• Passage to read:
Introduction
In the field of Alzheimer’s research, there are currently two contesting debates towards the causation of this hindering disease. The first, also known as the amyloid cascade theory, correlates the onset of Alzheimer’s to the deposition of an abnormal protein called amyloid-beta (Aβ) and stands as the most studied explanation of AD [
1]. Those who support this viewpoint have been known as “baptists.”
The second competing hypothesis, which is slowly gaining more attention, associates the onset of Alzheimer’s disease instead to fibrillary tangles called tau protein. Scientists in support of this theory, the “tauists,” are attempting to target and block tau hyperphosphorylation in Alzheimer’s patients in hopes of relieving the negative consequences of the disease.
New innovations, taking into account both perspectives, are changing the field of Alzheimer’s research. Whereas before scientific endeavors sought to target the disease in its later stages, now a more preventative approach is being undertaken in hopes of stopping the onset of the disease altogether. In support of either theory of AD, there is an overwhelming consensus that Alzheimer’s disease can exist in two distinct forms. These dichotomous variants consist of the more common late-onset Alzheimer’s (LOAD) and a more genetic form called early-onset Alzheimer’s (EOAD). Current research seeks to target either form in its earliest stages, even before the very first symptomatic signs of deterioration appear [
2].

• Questions to answer:
1. Answer these questions using the introduction on Alzheimer's research.
(a) What nickname is given to people who support the amyloid cascade theory?
(b) What process are the "tauists" trying to target and block in patients?
(c) What are the two forms in which Alzheimer's disease is said to exist?
2. Resume the introduction on Alzheimer's research, picking up right after its last sentence.

• Data extracts:
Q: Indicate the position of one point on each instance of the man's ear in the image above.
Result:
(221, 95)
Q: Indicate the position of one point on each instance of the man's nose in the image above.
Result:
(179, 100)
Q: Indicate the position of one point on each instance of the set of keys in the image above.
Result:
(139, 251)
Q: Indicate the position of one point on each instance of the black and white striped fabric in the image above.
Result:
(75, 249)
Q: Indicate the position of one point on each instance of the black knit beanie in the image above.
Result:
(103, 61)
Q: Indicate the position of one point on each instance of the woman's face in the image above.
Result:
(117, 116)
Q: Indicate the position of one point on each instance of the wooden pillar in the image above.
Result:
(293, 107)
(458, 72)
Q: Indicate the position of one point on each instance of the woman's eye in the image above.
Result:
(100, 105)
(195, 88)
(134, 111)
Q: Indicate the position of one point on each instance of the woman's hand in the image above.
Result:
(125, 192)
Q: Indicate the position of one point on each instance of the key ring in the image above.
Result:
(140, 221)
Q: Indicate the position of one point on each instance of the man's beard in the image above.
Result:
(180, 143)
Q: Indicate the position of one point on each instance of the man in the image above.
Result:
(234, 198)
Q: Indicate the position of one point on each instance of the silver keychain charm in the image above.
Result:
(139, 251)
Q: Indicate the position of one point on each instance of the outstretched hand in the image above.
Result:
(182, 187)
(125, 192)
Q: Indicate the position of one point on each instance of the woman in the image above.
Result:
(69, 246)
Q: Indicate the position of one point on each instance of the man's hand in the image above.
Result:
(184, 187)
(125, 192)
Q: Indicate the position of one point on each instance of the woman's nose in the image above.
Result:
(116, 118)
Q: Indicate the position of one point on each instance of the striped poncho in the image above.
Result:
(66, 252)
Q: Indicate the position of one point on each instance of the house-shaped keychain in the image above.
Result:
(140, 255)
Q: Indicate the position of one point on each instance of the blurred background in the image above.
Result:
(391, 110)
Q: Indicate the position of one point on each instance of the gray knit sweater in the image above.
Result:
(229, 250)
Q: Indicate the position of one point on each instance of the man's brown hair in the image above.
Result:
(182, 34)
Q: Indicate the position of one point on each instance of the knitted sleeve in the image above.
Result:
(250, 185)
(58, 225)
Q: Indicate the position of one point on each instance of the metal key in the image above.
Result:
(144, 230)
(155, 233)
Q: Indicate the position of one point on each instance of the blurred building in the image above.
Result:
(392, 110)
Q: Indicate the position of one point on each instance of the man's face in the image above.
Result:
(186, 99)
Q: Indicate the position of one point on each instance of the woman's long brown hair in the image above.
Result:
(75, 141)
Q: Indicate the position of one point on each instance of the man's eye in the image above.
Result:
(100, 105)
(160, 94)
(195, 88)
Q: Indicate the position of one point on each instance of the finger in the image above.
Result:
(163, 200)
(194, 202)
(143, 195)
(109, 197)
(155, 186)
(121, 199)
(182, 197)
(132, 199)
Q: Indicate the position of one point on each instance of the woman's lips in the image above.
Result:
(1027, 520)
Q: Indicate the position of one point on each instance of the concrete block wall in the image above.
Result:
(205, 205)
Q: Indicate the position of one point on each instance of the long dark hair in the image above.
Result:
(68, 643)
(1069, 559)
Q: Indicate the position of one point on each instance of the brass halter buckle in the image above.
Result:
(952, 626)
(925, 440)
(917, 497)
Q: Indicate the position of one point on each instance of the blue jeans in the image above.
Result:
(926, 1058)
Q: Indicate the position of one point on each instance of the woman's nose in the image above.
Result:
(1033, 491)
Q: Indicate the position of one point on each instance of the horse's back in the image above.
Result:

• Task responses:
1.
(a) "Baptists."
(b) Tau hyperphosphorylation.
(c) Late-onset Alzheimer's (LOAD) and early-onset Alzheimer's (EOAD).

2.
The major risks for developing LOAD are the APOE ε4 gene and aging. Individuals carrying both alleles of this gene, as opposed to those who have the ε3 alleles, have a 50 % greater risk of developing the disease [
3,
4]. Researchers are also aware that individuals carrying both ε2 alleles have a 50 % reduced risk of ever contracting Alzheimer’s [
3,
4]. There are, however, other non-genetic predispositions towards the development of AD. These risk factors include various environmental or epigenetic stimulants like decreased hippocampal volume, being amyloid positive, or having a CSF marker for AD such as low CSF Aβ and increased/phosphorylated tau protein [
2]. We also now recognize that there may be several stages of the disease even before the development of AD is evident. Amyloid plaques may be seen in the brains of 20–30 % of normal older individuals through PET imaging and yet it may take years between an abnormal test and the development of AD [
5]. Evidence such as this confirms the existence of a pre-clinical form of AD called mild cognitive impairment (MCI). Slowly, the analysis of these abnormal CSF levels along with the evolving use of PET imaging scans to detect amyloid plaques are beginning to constitute the bio-markers for the clinical diagnosis of MCI due to AD and thus helping to provide the answers needed to halt the onset of dementia in patients.
Current Research
Although medical treatment will be an important component of AD management in the future, there are several encouraging trends towards early preventative measures to reduce the incidence of AD. Simple lifestyle changes such as 20 min of daily exercise, a Mediterranean diet, and early diagnosis and treatment of diabetes concurrent with low cholesterol levels all help decrease the risk of AD. Keeping the brain mentally active with tasks such as learning new languages, increased social interaction, and other complex learning processes have also been found to be essential remedies, which could aid in the prevention of Alzheimer’s disease.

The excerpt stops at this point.